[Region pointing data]

○ ○ ○ ○

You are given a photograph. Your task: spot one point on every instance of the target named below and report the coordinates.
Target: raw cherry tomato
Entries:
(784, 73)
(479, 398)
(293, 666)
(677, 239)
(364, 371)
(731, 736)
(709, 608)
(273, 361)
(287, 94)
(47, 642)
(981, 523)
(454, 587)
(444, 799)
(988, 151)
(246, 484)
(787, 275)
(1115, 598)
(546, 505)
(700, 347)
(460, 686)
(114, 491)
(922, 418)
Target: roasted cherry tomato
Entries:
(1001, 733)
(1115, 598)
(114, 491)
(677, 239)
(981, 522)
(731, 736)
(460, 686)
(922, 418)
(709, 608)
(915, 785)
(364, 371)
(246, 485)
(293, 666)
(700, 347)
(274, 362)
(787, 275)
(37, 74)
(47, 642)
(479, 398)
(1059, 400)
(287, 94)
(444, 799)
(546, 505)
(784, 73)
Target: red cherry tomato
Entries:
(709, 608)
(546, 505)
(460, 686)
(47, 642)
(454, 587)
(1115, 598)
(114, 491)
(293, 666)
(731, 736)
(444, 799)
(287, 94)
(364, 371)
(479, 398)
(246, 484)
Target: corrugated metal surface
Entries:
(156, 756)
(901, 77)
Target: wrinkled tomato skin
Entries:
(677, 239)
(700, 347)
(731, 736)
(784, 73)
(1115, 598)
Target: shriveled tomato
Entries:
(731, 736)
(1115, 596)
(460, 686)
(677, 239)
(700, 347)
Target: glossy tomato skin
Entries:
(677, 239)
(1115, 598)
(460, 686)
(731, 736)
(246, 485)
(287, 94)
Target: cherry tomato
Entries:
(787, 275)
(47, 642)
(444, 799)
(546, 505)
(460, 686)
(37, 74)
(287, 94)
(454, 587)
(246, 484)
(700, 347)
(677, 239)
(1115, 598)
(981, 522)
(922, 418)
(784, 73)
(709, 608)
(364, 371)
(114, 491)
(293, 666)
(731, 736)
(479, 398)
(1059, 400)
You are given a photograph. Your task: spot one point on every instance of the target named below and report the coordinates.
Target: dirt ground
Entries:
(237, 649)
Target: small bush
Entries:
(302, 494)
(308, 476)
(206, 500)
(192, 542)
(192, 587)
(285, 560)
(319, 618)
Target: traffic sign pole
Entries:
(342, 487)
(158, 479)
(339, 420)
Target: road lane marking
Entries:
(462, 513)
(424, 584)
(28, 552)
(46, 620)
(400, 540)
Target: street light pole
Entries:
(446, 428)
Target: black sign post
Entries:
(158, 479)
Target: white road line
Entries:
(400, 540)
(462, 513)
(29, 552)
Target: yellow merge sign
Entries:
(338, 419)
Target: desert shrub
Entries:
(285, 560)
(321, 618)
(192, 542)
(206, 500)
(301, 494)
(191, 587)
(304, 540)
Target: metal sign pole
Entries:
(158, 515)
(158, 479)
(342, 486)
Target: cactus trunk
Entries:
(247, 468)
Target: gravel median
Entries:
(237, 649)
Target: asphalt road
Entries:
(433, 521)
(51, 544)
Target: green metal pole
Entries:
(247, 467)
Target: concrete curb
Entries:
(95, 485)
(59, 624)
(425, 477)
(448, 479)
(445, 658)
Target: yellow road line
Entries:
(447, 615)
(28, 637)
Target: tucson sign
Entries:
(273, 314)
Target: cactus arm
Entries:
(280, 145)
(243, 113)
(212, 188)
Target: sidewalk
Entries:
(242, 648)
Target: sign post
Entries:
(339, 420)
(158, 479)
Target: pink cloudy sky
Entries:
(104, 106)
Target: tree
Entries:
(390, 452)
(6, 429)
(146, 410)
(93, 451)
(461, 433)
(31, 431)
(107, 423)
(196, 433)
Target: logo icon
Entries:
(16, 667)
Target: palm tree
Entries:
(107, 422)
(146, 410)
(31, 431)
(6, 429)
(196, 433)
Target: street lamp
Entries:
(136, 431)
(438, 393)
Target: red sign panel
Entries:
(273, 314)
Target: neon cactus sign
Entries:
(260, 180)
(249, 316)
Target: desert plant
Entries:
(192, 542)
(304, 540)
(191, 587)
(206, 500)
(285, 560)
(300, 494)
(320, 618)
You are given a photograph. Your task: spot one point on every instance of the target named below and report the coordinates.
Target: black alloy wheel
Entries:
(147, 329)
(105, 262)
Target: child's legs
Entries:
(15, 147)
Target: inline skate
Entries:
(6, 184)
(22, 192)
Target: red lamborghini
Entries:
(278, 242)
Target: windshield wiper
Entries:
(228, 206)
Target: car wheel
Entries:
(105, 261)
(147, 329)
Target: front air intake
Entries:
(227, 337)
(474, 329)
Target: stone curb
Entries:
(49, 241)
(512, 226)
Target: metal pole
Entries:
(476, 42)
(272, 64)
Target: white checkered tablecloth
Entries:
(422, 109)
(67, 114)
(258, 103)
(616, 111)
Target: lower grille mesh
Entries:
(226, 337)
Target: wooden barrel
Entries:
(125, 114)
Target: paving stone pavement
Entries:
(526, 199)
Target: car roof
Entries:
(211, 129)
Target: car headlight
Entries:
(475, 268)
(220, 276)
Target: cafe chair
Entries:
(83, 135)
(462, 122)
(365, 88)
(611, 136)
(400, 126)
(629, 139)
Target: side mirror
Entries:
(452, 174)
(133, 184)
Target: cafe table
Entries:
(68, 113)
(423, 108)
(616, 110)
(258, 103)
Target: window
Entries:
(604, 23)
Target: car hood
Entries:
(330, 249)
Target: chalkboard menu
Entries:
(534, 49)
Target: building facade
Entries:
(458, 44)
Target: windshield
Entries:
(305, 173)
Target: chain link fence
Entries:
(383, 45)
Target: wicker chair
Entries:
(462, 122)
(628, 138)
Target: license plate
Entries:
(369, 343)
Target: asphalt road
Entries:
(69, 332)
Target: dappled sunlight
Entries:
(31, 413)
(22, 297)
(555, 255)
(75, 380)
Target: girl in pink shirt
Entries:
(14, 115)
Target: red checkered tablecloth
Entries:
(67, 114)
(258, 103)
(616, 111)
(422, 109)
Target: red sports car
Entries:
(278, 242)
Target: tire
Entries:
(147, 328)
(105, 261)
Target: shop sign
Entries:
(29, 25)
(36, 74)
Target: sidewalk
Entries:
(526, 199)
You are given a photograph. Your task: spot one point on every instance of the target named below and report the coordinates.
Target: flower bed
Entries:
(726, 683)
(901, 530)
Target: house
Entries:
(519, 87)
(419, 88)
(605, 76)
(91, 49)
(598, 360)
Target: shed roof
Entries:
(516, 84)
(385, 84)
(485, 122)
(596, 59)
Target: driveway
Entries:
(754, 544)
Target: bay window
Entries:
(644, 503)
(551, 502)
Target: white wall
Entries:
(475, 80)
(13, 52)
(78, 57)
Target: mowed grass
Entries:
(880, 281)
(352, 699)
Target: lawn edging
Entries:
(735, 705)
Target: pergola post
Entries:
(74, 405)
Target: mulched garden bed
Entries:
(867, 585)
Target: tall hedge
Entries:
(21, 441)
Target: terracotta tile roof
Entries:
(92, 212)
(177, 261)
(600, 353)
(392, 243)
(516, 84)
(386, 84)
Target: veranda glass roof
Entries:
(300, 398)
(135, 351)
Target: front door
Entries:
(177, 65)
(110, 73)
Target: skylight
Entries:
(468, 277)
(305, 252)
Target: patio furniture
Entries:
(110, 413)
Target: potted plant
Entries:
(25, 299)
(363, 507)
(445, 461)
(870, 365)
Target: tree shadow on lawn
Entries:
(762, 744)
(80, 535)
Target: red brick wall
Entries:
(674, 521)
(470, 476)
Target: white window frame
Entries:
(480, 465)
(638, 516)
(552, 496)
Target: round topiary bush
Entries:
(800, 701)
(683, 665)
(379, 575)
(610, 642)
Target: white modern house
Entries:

○ ○ ○ ○

Your task is to repeat each of the records above exactly.

• **Answer space**
You are given a photograph. Your task: spot one point on every instance of the target named below and report the coordinates.
Target: raw cherry tomato
Entries:
(784, 73)
(479, 398)
(293, 666)
(677, 239)
(364, 371)
(731, 736)
(709, 608)
(273, 361)
(287, 94)
(47, 642)
(981, 523)
(454, 587)
(444, 799)
(988, 151)
(246, 484)
(787, 275)
(1115, 598)
(546, 505)
(700, 347)
(460, 686)
(114, 491)
(922, 418)
Target: roasted cherry tomato
Entries:
(1001, 733)
(1115, 598)
(114, 491)
(677, 239)
(981, 522)
(731, 736)
(460, 686)
(922, 418)
(709, 608)
(915, 785)
(364, 371)
(246, 485)
(293, 666)
(700, 347)
(274, 362)
(787, 275)
(37, 74)
(47, 642)
(479, 398)
(1059, 400)
(287, 94)
(444, 799)
(546, 505)
(784, 73)
Target: red cherry tomato
Entries:
(709, 608)
(546, 505)
(460, 686)
(47, 642)
(454, 587)
(1115, 598)
(114, 491)
(293, 666)
(731, 736)
(444, 799)
(287, 94)
(364, 371)
(479, 398)
(246, 484)
Target: corrugated metal surface
Entries:
(156, 756)
(901, 77)
Target: wrinkled tomato skin
Entries:
(677, 239)
(700, 347)
(731, 736)
(784, 73)
(1115, 598)
Target: shriveled tomato
Entries:
(731, 736)
(1115, 596)
(460, 686)
(677, 239)
(700, 347)
Target: glossy tomato skin
Entries:
(677, 239)
(1115, 598)
(460, 686)
(731, 736)
(246, 485)
(287, 94)
Target: cherry tomato
Entries:
(787, 275)
(47, 642)
(444, 799)
(546, 505)
(460, 686)
(37, 74)
(287, 94)
(454, 587)
(246, 484)
(700, 347)
(677, 239)
(1115, 598)
(981, 522)
(922, 418)
(784, 73)
(709, 608)
(364, 371)
(114, 491)
(293, 666)
(731, 736)
(479, 398)
(1059, 400)
You are given a photograph. Your task: spot one point on every instance of the target named below and report the coordinates.
Target: dirt ground
Entries:
(237, 649)
Target: small bush
Entries:
(302, 494)
(308, 476)
(206, 500)
(192, 542)
(192, 587)
(285, 560)
(319, 618)
Target: traffic sign pole
Entries:
(342, 487)
(158, 479)
(339, 420)
Target: road lane marking
Entries:
(462, 513)
(424, 584)
(28, 552)
(46, 620)
(400, 540)
Target: street light pole
Entries:
(446, 428)
Target: black sign post
Entries:
(158, 479)
Target: white road line
Entries:
(400, 540)
(462, 513)
(29, 552)
Target: yellow merge sign
Entries:
(338, 419)
Target: desert shrub
Entries:
(285, 560)
(321, 618)
(192, 542)
(206, 500)
(301, 494)
(191, 587)
(304, 540)
Target: metal sign pole
Entries:
(158, 515)
(158, 479)
(342, 486)
Target: cactus trunk
Entries:
(247, 468)
Target: gravel median
Entries:
(237, 649)
Target: asphalt road
Entries:
(433, 521)
(51, 544)
Target: green metal pole
Entries:
(247, 467)
Target: concrete curb
Entries:
(95, 485)
(59, 624)
(425, 477)
(448, 479)
(445, 658)
Target: yellow road line
Entries:
(447, 615)
(28, 637)
Target: tucson sign
Entries:
(273, 314)
Target: cactus arm
Entries:
(280, 145)
(243, 113)
(212, 188)
Target: sidewalk
Entries:
(242, 648)
Target: sign post
Entries:
(339, 420)
(158, 479)
Target: pink cloudy sky
Entries:
(104, 106)
Target: tree
Entries:
(390, 452)
(6, 429)
(146, 410)
(93, 451)
(461, 433)
(31, 431)
(107, 423)
(196, 433)
Target: logo icon
Entries:
(16, 667)
Target: palm tree
Entries:
(107, 422)
(146, 410)
(31, 431)
(6, 429)
(196, 433)
Target: street lamp
Entries:
(136, 431)
(438, 393)
Target: red sign panel
Entries:
(273, 314)
Target: neon cactus sign
Entries:
(260, 180)
(249, 316)
Target: desert plant
Entries:
(192, 542)
(304, 540)
(191, 587)
(206, 500)
(285, 560)
(300, 494)
(320, 618)
You are given a photograph. Your task: spot one point on every instance of the target named below and report the coordinates.
Target: black alloy wheel
Entries:
(147, 329)
(105, 262)
Target: child's legs
Entries:
(15, 147)
Target: inline skate
Entries:
(6, 184)
(22, 192)
Target: red lamborghini
Entries:
(278, 242)
Target: windshield wiper
Entries:
(228, 206)
Target: car wheel
Entries:
(105, 261)
(147, 329)
Target: front air intake
Entries:
(227, 337)
(474, 329)
Target: stone curb
Entries:
(49, 241)
(512, 226)
Target: metal pole
Entries:
(476, 42)
(272, 64)
Target: white checkered tablecloth
Entries:
(422, 109)
(67, 114)
(258, 103)
(616, 111)
Target: lower grille mesh
Entries:
(226, 337)
Target: wooden barrel
Entries:
(125, 114)
Target: paving stone pavement
Entries:
(526, 199)
Target: car roof
Entries:
(211, 129)
Target: car headlight
Entries:
(475, 268)
(220, 276)
Target: cafe chair
Entries:
(83, 135)
(462, 122)
(365, 88)
(611, 136)
(400, 126)
(629, 139)
Target: side mirror
Entries:
(452, 174)
(133, 184)
Target: cafe table
Entries:
(68, 113)
(423, 108)
(616, 110)
(258, 103)
Target: window
Entries:
(604, 23)
Target: car hood
Entries:
(330, 249)
Target: chalkboard menu
Entries:
(534, 49)
Target: building facade
Entries:
(458, 44)
Target: windshield
Entries:
(305, 173)
Target: chain link fence
Entries:
(383, 45)
Target: wicker chair
Entries:
(462, 122)
(628, 138)
Target: license plate
Entries:
(369, 343)
Target: asphalt road
Entries:
(69, 332)
Target: dappled sunlight
Entries:
(31, 413)
(22, 297)
(555, 255)
(75, 380)
Target: girl in pink shirt
Entries:
(14, 115)
Target: red checkered tablecloth
Entries:
(67, 114)
(258, 103)
(616, 111)
(422, 109)
Target: red sports car
Entries:
(278, 242)
Target: tire
Entries:
(147, 328)
(105, 261)
Target: shop sign
Entries:
(29, 25)
(36, 74)
Target: sidewalk
Entries:
(526, 199)
You are given a photograph. Your task: spot one point on every instance of the target named below and report the coordinates.
Target: flower bed
Entries:
(726, 683)
(901, 530)
Target: house
Entries:
(519, 87)
(419, 88)
(605, 76)
(91, 49)
(598, 360)
Target: shed roof
Entries:
(516, 84)
(385, 84)
(485, 122)
(596, 59)
Target: driveway
Entries:
(754, 544)
Target: bay window
Entries:
(644, 503)
(551, 502)
Target: white wall
Entries:
(475, 80)
(13, 52)
(78, 57)
Target: mowed grass
Entries:
(880, 281)
(352, 699)
Target: lawn edging
Entries:
(735, 705)
Target: pergola post
Entries:
(74, 405)
Target: mulched garden bed
Entries:
(867, 585)
Target: tall hedge
Entries:
(21, 441)
Target: terracotta tile roof
Entries:
(92, 212)
(177, 261)
(600, 353)
(392, 243)
(516, 84)
(386, 84)
Target: veranda glass roof
Entries:
(300, 398)
(135, 351)
Target: front door
Entries:
(177, 65)
(110, 73)
Target: skylight
Entries:
(468, 277)
(305, 252)
Target: patio furniture
Entries:
(110, 413)
Target: potted plant
Entries:
(25, 299)
(363, 507)
(445, 461)
(870, 365)
Target: tree shadow on lawn
Entries:
(762, 744)
(80, 535)
Target: red brick wall
Entries:
(674, 521)
(470, 476)
Target: white window frame
Entries:
(480, 465)
(638, 516)
(552, 496)
Target: round topiary bush
Entries:
(800, 701)
(683, 665)
(379, 575)
(610, 642)
Target: white modern house
Entries:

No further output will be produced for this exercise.